# Given task
Please select and copy every line of the material below that contains the word "wall". Case counts.
___ Given information
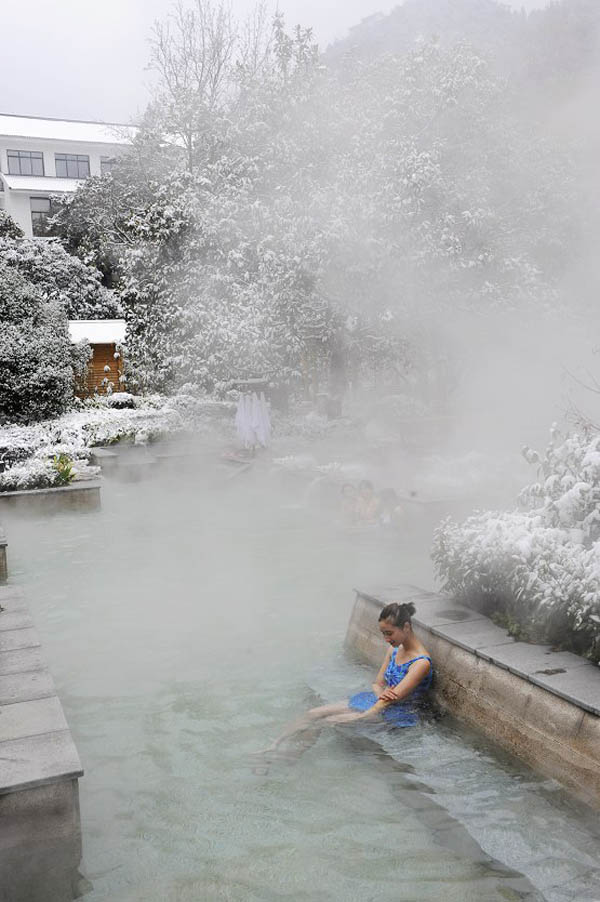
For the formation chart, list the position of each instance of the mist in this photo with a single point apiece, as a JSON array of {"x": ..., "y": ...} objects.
[{"x": 385, "y": 220}]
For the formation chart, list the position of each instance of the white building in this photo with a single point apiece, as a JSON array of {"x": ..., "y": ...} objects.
[{"x": 40, "y": 157}]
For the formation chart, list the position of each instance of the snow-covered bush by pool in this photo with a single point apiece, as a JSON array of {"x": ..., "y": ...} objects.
[
  {"x": 36, "y": 379},
  {"x": 537, "y": 568}
]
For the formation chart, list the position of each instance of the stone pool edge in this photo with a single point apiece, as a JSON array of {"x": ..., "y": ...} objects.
[
  {"x": 499, "y": 686},
  {"x": 40, "y": 824},
  {"x": 82, "y": 494}
]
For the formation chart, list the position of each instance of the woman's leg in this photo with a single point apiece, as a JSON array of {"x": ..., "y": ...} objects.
[{"x": 307, "y": 720}]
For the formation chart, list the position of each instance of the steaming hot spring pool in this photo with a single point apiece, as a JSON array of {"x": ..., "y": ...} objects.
[{"x": 184, "y": 624}]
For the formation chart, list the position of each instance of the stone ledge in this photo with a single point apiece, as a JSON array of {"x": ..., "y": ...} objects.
[
  {"x": 36, "y": 747},
  {"x": 542, "y": 706},
  {"x": 83, "y": 494}
]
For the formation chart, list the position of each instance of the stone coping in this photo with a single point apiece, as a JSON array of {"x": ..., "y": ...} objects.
[
  {"x": 36, "y": 746},
  {"x": 77, "y": 486},
  {"x": 564, "y": 674}
]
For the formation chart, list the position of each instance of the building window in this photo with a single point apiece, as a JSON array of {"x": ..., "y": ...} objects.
[
  {"x": 25, "y": 162},
  {"x": 72, "y": 165},
  {"x": 107, "y": 165},
  {"x": 41, "y": 211}
]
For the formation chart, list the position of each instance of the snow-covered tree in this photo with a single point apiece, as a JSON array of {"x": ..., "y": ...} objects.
[
  {"x": 61, "y": 277},
  {"x": 36, "y": 379}
]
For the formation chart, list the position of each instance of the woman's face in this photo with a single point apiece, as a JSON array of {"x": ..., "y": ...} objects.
[{"x": 393, "y": 635}]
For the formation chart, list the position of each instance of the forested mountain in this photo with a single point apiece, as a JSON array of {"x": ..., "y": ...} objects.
[{"x": 561, "y": 39}]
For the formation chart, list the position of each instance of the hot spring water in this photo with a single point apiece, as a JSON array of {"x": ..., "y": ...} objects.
[{"x": 184, "y": 624}]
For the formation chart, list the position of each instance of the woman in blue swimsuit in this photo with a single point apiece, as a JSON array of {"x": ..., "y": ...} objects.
[{"x": 404, "y": 677}]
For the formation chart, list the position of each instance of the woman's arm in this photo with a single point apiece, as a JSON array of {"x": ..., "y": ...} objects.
[
  {"x": 379, "y": 685},
  {"x": 391, "y": 694},
  {"x": 416, "y": 674}
]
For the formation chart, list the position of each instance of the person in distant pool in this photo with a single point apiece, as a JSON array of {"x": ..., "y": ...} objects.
[
  {"x": 403, "y": 679},
  {"x": 366, "y": 504},
  {"x": 389, "y": 511},
  {"x": 348, "y": 506}
]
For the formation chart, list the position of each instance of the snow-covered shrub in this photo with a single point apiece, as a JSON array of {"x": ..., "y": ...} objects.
[
  {"x": 61, "y": 277},
  {"x": 8, "y": 227},
  {"x": 538, "y": 568},
  {"x": 76, "y": 432},
  {"x": 36, "y": 380},
  {"x": 33, "y": 474},
  {"x": 121, "y": 400}
]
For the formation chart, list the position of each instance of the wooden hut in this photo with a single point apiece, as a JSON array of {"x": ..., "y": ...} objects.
[{"x": 103, "y": 336}]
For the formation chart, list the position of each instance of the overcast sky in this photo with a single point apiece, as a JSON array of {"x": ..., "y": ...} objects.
[{"x": 85, "y": 59}]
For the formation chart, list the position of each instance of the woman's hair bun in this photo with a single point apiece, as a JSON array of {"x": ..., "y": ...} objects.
[{"x": 398, "y": 614}]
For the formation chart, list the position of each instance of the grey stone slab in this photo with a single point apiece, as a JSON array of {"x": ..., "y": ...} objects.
[
  {"x": 22, "y": 719},
  {"x": 525, "y": 660},
  {"x": 472, "y": 635},
  {"x": 10, "y": 592},
  {"x": 38, "y": 760},
  {"x": 15, "y": 620},
  {"x": 23, "y": 687},
  {"x": 19, "y": 638},
  {"x": 13, "y": 604},
  {"x": 102, "y": 454},
  {"x": 400, "y": 592},
  {"x": 438, "y": 610},
  {"x": 21, "y": 660},
  {"x": 579, "y": 685}
]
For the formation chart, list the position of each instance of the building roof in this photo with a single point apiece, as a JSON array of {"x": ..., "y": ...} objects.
[
  {"x": 44, "y": 183},
  {"x": 65, "y": 130},
  {"x": 97, "y": 331}
]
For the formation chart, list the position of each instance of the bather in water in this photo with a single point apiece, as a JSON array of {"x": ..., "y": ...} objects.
[{"x": 403, "y": 679}]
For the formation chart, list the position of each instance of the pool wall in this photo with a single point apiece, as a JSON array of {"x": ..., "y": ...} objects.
[
  {"x": 83, "y": 495},
  {"x": 540, "y": 705}
]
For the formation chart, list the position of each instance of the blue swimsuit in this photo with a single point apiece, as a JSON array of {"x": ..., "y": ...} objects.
[{"x": 405, "y": 712}]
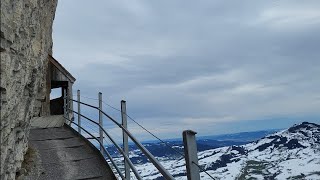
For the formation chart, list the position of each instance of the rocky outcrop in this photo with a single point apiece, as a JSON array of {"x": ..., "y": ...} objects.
[{"x": 26, "y": 41}]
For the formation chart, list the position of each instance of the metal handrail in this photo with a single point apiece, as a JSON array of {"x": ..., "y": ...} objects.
[
  {"x": 105, "y": 150},
  {"x": 153, "y": 160},
  {"x": 134, "y": 170}
]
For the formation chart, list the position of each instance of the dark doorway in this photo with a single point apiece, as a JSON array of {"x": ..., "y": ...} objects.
[{"x": 56, "y": 97}]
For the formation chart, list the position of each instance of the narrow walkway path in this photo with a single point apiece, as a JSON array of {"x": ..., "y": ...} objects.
[{"x": 65, "y": 156}]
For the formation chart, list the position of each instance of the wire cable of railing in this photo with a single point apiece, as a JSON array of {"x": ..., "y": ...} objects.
[
  {"x": 203, "y": 170},
  {"x": 152, "y": 134}
]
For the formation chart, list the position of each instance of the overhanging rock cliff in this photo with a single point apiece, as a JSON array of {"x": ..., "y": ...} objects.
[{"x": 26, "y": 41}]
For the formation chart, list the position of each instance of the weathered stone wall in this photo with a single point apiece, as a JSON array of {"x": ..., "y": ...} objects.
[{"x": 26, "y": 41}]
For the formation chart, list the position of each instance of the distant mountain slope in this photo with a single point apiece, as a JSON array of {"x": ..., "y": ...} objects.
[
  {"x": 242, "y": 136},
  {"x": 293, "y": 153}
]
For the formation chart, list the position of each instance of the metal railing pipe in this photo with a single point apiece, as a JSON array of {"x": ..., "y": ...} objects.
[
  {"x": 134, "y": 170},
  {"x": 153, "y": 160},
  {"x": 125, "y": 139},
  {"x": 100, "y": 122},
  {"x": 79, "y": 117},
  {"x": 107, "y": 153}
]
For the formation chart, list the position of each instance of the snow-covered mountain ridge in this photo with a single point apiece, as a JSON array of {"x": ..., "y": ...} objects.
[{"x": 289, "y": 154}]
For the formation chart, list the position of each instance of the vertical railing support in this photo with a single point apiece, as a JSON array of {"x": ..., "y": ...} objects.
[
  {"x": 65, "y": 104},
  {"x": 125, "y": 139},
  {"x": 79, "y": 112},
  {"x": 100, "y": 122},
  {"x": 191, "y": 156}
]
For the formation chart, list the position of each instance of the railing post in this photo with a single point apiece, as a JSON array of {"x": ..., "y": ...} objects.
[
  {"x": 191, "y": 156},
  {"x": 65, "y": 105},
  {"x": 101, "y": 123},
  {"x": 79, "y": 117},
  {"x": 125, "y": 139}
]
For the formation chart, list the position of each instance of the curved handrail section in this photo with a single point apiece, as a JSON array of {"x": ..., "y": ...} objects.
[{"x": 152, "y": 159}]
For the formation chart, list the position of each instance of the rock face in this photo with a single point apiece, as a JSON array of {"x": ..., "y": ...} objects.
[{"x": 26, "y": 41}]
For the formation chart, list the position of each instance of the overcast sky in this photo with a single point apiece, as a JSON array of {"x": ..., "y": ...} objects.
[{"x": 210, "y": 66}]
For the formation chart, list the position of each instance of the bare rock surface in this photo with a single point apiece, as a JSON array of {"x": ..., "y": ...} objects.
[{"x": 26, "y": 41}]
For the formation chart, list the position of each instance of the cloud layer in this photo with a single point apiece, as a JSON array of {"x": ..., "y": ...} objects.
[{"x": 195, "y": 65}]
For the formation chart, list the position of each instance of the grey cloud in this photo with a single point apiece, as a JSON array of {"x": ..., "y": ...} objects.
[{"x": 190, "y": 62}]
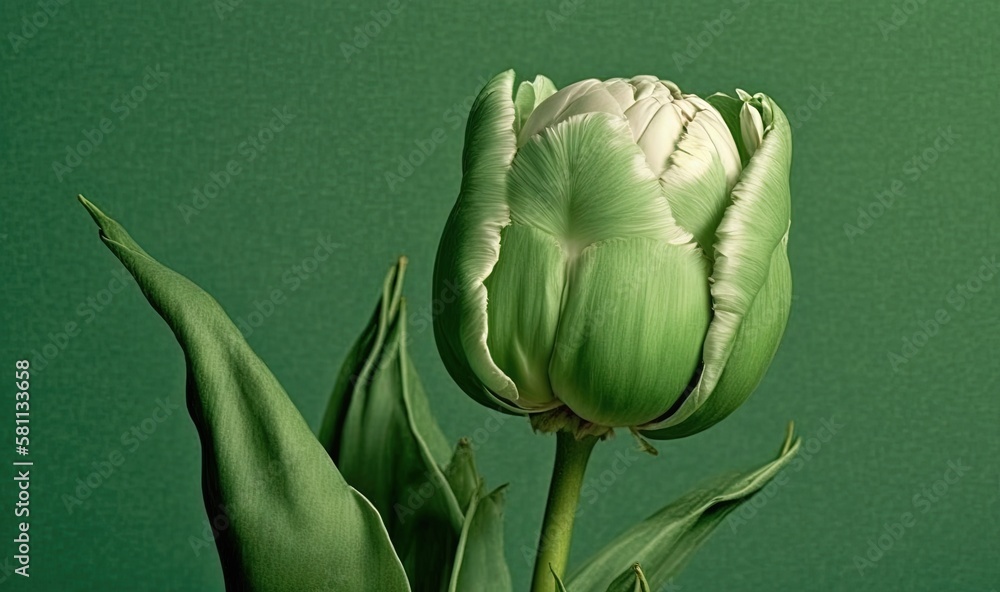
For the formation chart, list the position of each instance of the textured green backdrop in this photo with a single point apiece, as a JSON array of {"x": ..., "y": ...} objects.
[{"x": 888, "y": 98}]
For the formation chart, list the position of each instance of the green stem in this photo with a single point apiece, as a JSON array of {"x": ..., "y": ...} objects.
[{"x": 560, "y": 510}]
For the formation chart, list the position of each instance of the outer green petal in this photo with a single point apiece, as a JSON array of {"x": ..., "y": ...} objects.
[
  {"x": 530, "y": 95},
  {"x": 750, "y": 231},
  {"x": 730, "y": 108},
  {"x": 754, "y": 348},
  {"x": 695, "y": 184},
  {"x": 525, "y": 295},
  {"x": 635, "y": 316},
  {"x": 301, "y": 527},
  {"x": 585, "y": 180},
  {"x": 470, "y": 247}
]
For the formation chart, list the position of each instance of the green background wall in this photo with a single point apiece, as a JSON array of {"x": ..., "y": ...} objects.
[{"x": 868, "y": 89}]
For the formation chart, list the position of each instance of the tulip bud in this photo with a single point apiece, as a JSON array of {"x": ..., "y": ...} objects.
[{"x": 617, "y": 252}]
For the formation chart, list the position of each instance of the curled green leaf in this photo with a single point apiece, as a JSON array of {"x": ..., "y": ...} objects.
[{"x": 294, "y": 524}]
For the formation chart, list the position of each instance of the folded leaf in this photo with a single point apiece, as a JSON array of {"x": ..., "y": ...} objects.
[
  {"x": 462, "y": 475},
  {"x": 380, "y": 432},
  {"x": 294, "y": 523},
  {"x": 479, "y": 564},
  {"x": 631, "y": 580},
  {"x": 665, "y": 541}
]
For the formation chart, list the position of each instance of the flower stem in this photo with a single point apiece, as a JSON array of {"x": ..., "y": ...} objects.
[{"x": 560, "y": 509}]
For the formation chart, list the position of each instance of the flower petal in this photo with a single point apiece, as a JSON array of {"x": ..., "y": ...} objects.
[
  {"x": 524, "y": 298},
  {"x": 631, "y": 331},
  {"x": 470, "y": 246},
  {"x": 585, "y": 181},
  {"x": 695, "y": 185},
  {"x": 753, "y": 349},
  {"x": 529, "y": 96},
  {"x": 751, "y": 229}
]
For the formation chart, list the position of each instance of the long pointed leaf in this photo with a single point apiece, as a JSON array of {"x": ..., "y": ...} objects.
[
  {"x": 294, "y": 523},
  {"x": 380, "y": 432},
  {"x": 665, "y": 541},
  {"x": 480, "y": 564}
]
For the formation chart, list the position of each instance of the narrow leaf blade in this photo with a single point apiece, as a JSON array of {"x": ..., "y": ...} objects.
[
  {"x": 665, "y": 541},
  {"x": 294, "y": 523}
]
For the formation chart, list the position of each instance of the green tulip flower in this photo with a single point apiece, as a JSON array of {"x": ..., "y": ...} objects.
[{"x": 617, "y": 254}]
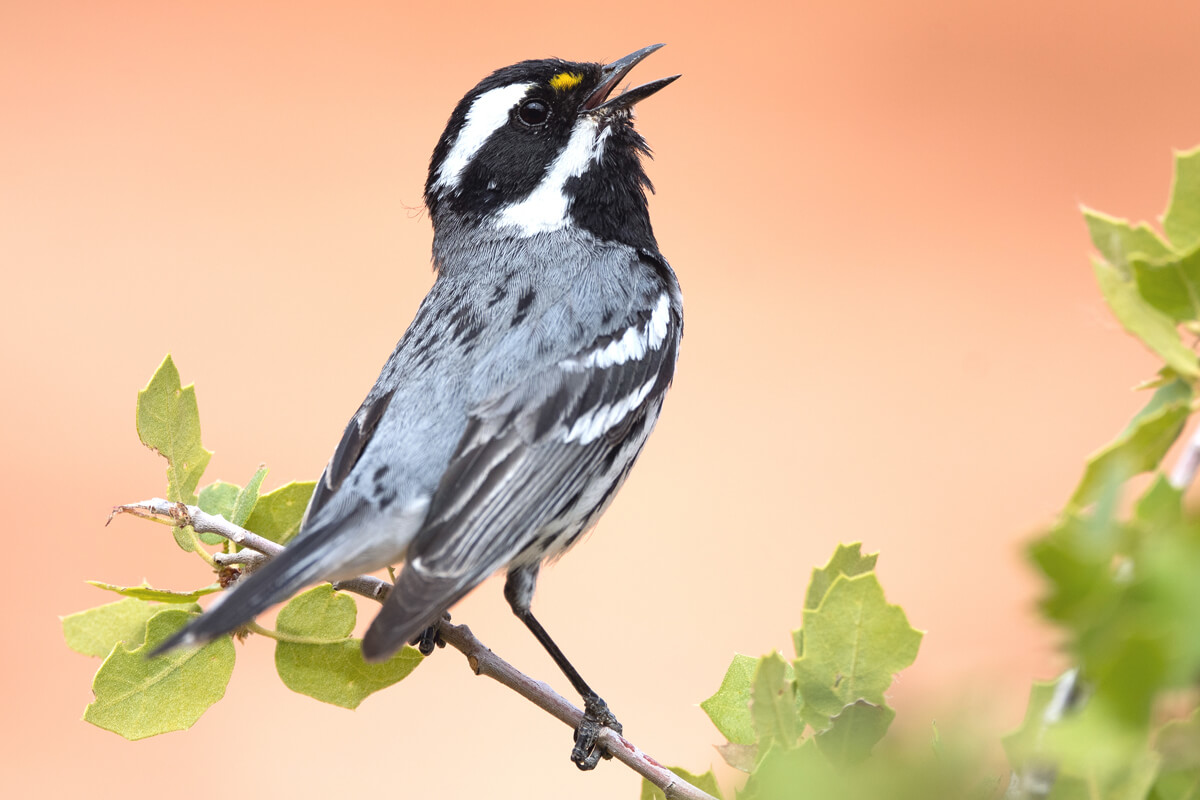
______
# Final result
For the formation chart, list the position of each instance of the pool wall in this photo with a single point apiece, as a JSON array of {"x": ..., "y": ...} objects.
For the formation chart, list the position of each instance of the weathered stone wall in this photo with a single point apiece, as a JSON array of {"x": ..., "y": ...} objects.
For the formation chart, list the position of each instance of the green background wall in this photo with a single point apiece, as a JSON array of {"x": ..., "y": ...} objects.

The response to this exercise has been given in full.